PROMPT: Do the following statements agree with the debt ceiling report below? For each, answer yes or no and quote the words of the report that decide it. 1. In the earlier CBS News poll, 69 percent of respondents said Congress should not raise the debt ceiling. 2. The Bipartisan Policy Center says that in early August the Treasury would have enough money to pay about 56 percent of its bills. 3. Sen. John Cornyn backs the idea of the president acting alone to keep the Treasury borrowing.

SOURCE PASSAGE Block Start

Will Obama bypass Congress on debt ceiling?

The debate over raising the national debt ceiling is set to resume once the holiday break is over. As the stalemate persists, some Democrats are suggesting a constitutional end-run, while a few citizens are reconsidering their earlier positions.

CBS News correspondent Whit Johnson reports that the debate over the debt ceiling leaves no easy answers, leaving the option of a congressional end-run by President Obama a possibility.

Three weeks ago, when Courtney Hinton was asked in a CBS News poll if she thought Congress should raise the debt ceiling, she, along with 69 percent of respondents, said "No."

Now, amid fears of a looming crisis, she isn't so sure.

"I think that people don't understand it. Because you really have to pay attention to what it means," Hinton says.

L.A. mayor: Dithering on default "malpractice"
Former GOP Sen. Alan Simpson to Obama: Shoot your "sacred cow"
Democrats: We need debt deal framework by July 22

What it means, according to the Bipartisan Policy Center, is that come early August, the Treasury would only have enough money to pay about 56 percent of its bills.

Former Treasury official Jay Powell says the government would likely pay interest first, leaving popular domestic programs in jeopardy.

"It could be Social Security. It could be Medicare. It could be Medicaid. We can't pay everything," Powell says.

The stalemate in Washington has some asking if President Obama could simply bypass Congress and order the Treasury to keep borrowing.

The argument is based on a little-known section in the 14th Amendment, stating the public debt of the United States "shall not be questioned."

"If Congress refuses to act, the argument would run, the president out of necessity must act in order to follow the command of the constitution," says Garrett Epps with the University of Baltimore Law School.

The idea highlights how desperate the debate has gotten.

"That's crazy talk. It's not acceptable for Congress and the president not to do their job and to say somehow the president has the authority then to basically do this by himself," says Sen. John Cornyn, R-Tex.

As the clock ticks down with no sign of progress, Americans like Courtney Hinton, who works hard and lives on a tight budget, can only watch in disbelief.

"This bickering and waiting until the last minute, we're not benefiting from that," Hinton says.

As Washington returns from the holiday weekend, sources close to negotiations say a deal has to be reached by July 22nd in order to get through Congress in time.

SOURCE PASSAGE Block End
SUPPLIED MATERIAL Block Start

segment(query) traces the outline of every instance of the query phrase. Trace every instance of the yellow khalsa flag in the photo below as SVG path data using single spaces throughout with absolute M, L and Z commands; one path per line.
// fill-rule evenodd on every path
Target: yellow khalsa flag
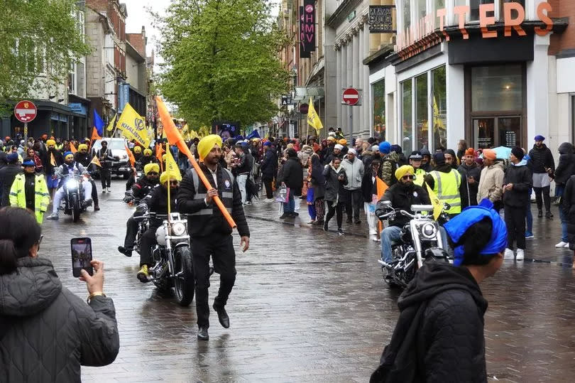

SUPPLIED MATERIAL Block End

OUTPUT OF THE TASK:
1. Yes: "she, along with 69 percent of respondents, said "No.""
2. Yes: "come early August, the Treasury would only have enough money to pay about 56 percent of its bills."
3. No: "That's crazy talk. It's not acceptable for Congress and the president not to do their job and to say somehow the president has the authority then to basically do this by himself""